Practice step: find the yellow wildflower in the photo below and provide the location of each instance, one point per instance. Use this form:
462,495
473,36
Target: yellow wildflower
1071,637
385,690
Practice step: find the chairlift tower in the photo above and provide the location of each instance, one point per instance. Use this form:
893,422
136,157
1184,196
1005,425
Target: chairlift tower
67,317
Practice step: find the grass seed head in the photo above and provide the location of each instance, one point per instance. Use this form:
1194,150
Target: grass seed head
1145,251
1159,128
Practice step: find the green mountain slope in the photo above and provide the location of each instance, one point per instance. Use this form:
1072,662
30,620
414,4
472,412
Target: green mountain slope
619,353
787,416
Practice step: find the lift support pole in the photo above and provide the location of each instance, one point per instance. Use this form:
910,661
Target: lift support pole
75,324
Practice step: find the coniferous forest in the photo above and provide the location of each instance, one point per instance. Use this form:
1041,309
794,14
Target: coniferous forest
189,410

■ ■ ■ ■

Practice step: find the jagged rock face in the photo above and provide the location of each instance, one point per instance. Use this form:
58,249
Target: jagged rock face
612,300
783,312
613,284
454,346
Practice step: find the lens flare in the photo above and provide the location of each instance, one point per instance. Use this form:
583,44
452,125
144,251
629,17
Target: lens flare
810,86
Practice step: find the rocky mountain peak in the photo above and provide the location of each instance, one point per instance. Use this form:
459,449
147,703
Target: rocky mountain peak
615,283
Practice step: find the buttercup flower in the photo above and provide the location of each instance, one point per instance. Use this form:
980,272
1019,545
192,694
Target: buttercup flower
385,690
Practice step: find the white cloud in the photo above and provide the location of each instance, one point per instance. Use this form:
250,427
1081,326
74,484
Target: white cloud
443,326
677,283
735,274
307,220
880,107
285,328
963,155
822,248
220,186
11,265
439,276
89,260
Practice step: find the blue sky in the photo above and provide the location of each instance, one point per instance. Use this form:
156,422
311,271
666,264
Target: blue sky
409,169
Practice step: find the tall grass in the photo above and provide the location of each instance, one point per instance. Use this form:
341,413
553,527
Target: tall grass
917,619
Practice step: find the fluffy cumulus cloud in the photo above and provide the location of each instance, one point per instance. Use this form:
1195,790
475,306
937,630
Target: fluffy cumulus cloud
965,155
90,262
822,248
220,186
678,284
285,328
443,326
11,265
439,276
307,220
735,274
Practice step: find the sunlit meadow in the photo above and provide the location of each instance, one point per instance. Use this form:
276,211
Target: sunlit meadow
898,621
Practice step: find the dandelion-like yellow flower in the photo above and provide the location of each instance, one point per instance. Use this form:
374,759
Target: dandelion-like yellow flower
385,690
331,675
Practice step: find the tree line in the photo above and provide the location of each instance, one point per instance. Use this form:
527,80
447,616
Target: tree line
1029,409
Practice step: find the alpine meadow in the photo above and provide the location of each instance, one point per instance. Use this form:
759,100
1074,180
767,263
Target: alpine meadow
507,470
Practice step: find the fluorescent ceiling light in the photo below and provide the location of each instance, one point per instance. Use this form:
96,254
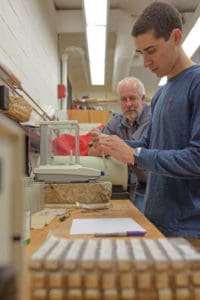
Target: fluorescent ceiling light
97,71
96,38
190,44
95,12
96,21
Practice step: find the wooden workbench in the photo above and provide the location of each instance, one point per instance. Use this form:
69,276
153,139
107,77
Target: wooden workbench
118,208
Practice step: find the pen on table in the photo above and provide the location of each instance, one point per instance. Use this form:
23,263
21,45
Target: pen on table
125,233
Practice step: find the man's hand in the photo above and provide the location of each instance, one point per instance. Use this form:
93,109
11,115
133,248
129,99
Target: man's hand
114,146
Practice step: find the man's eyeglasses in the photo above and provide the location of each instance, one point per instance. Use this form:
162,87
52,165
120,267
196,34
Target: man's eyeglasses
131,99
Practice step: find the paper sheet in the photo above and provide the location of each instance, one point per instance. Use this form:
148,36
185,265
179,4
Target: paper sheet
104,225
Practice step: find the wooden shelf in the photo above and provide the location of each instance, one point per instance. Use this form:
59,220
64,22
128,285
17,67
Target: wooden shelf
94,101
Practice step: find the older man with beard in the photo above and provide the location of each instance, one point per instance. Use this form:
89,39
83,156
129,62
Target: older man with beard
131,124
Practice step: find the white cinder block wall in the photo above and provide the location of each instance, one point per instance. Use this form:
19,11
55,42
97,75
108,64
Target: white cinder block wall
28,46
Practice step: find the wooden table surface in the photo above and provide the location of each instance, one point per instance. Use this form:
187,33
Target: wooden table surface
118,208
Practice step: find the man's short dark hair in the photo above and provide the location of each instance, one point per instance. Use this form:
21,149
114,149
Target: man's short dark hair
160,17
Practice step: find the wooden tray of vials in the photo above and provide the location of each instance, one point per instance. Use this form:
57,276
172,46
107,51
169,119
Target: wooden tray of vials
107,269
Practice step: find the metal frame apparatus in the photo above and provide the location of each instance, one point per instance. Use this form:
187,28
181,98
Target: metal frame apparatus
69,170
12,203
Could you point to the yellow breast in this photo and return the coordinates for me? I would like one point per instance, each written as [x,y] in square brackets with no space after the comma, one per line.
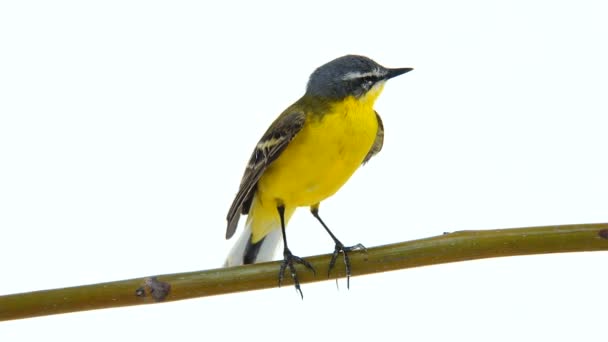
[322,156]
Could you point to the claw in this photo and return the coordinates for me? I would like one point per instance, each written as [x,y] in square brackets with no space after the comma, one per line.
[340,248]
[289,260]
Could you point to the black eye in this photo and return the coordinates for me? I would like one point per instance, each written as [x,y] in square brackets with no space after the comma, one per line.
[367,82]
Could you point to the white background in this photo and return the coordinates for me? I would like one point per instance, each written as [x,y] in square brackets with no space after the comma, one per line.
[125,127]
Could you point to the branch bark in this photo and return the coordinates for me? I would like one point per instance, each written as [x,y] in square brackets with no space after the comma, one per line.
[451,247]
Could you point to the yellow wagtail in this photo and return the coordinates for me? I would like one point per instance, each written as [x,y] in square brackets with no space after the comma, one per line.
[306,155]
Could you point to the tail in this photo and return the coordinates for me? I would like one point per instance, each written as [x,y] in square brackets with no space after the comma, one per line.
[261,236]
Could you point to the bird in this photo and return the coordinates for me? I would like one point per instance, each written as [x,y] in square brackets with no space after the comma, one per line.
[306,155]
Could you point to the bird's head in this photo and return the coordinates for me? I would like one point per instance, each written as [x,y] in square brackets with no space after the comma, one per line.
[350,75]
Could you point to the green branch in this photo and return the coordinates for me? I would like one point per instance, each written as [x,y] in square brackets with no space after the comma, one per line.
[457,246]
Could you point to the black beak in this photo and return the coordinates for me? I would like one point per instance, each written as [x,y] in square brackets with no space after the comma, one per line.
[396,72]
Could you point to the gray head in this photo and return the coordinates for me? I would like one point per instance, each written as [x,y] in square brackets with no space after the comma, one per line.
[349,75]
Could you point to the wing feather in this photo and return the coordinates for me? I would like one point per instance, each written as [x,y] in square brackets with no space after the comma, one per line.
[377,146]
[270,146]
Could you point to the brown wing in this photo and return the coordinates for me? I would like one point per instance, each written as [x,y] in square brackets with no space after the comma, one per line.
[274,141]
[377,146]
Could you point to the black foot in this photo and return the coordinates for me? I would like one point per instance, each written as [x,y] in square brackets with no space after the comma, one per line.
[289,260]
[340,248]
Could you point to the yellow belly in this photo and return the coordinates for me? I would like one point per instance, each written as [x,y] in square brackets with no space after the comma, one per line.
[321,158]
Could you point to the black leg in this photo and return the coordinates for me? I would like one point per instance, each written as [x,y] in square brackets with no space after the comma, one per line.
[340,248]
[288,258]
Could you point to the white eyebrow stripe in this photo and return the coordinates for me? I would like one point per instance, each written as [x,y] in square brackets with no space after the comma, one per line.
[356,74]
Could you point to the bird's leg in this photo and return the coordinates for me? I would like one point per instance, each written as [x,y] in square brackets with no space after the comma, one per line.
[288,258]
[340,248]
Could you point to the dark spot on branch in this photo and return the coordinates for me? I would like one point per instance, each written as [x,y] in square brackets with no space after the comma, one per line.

■ ■ ■ ■

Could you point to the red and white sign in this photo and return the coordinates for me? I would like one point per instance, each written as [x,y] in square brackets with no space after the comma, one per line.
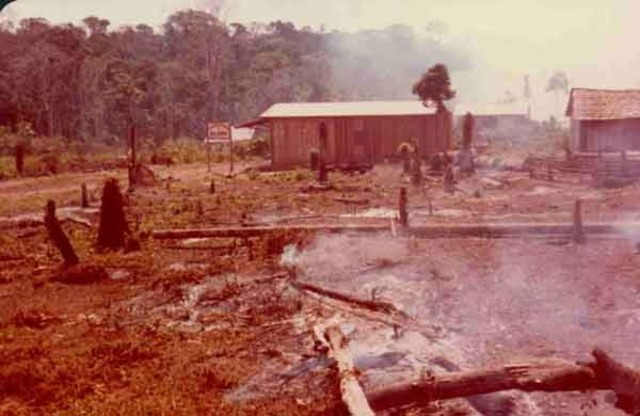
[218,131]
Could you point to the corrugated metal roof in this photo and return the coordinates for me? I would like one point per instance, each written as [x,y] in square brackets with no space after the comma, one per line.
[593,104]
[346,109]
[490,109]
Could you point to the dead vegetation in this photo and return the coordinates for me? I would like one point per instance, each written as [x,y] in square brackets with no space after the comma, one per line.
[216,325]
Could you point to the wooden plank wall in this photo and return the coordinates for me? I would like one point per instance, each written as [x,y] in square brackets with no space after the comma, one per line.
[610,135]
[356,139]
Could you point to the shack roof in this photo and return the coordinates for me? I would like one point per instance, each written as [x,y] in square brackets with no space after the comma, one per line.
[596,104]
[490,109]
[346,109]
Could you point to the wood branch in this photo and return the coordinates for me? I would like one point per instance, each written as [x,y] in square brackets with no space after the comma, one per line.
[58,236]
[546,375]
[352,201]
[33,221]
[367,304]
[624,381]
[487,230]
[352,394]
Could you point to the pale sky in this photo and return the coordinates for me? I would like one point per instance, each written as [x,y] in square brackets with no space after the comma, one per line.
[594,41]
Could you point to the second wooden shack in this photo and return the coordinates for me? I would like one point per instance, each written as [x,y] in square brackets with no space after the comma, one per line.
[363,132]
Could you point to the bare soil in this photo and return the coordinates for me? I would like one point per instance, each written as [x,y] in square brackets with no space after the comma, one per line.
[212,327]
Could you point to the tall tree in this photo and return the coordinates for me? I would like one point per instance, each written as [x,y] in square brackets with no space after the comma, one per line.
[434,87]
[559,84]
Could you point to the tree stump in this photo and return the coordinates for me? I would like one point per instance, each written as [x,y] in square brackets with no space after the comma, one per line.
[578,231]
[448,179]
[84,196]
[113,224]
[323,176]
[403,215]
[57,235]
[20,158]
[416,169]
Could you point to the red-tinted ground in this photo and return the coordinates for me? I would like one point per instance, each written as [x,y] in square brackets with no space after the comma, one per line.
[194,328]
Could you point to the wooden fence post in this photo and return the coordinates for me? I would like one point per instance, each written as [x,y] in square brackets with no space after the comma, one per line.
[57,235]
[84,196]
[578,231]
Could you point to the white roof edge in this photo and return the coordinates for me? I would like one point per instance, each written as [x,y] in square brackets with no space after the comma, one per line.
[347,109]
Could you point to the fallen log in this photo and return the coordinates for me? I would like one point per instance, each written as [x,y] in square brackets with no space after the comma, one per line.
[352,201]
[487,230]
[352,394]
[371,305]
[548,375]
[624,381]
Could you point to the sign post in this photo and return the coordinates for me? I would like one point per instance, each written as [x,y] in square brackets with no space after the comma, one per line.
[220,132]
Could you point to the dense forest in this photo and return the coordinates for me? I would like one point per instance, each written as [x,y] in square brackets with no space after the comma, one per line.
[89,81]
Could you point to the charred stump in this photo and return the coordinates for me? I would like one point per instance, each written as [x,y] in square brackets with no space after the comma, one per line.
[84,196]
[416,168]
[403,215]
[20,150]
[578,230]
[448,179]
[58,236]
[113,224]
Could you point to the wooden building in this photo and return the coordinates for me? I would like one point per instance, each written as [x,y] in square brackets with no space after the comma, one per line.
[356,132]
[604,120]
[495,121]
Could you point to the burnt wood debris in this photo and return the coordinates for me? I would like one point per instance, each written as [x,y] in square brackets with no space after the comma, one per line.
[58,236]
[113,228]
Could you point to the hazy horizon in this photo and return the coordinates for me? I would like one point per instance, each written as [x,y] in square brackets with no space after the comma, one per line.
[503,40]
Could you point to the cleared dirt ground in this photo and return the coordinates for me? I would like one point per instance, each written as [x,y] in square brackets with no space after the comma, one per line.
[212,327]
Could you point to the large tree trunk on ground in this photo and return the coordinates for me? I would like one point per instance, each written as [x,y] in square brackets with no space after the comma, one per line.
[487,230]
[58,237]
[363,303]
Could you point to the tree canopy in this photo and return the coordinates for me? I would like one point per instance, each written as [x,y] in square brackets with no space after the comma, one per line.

■ ■ ■ ■

### Brief:
What is the number of lines in the listing that contain the string "below"? Give it alone.

### Output of the task:
2